#### Collected data
==*==
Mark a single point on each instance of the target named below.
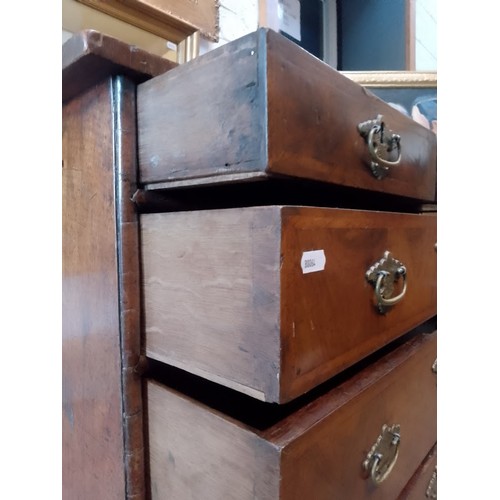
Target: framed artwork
(173, 20)
(413, 93)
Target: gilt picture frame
(414, 93)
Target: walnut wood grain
==*==
#### Short problem
Convert the rows above into a JSON list of strings, one string per line, omitting blank lines. Leave the pictures out.

#### Completed task
[
  "Mark a single point on each instance of the target named below.",
  "Target: framed artwork",
  "(173, 20)",
  "(413, 93)",
  "Target: gilt picture frame",
  "(414, 93)",
  "Target: walnut wood grain"
]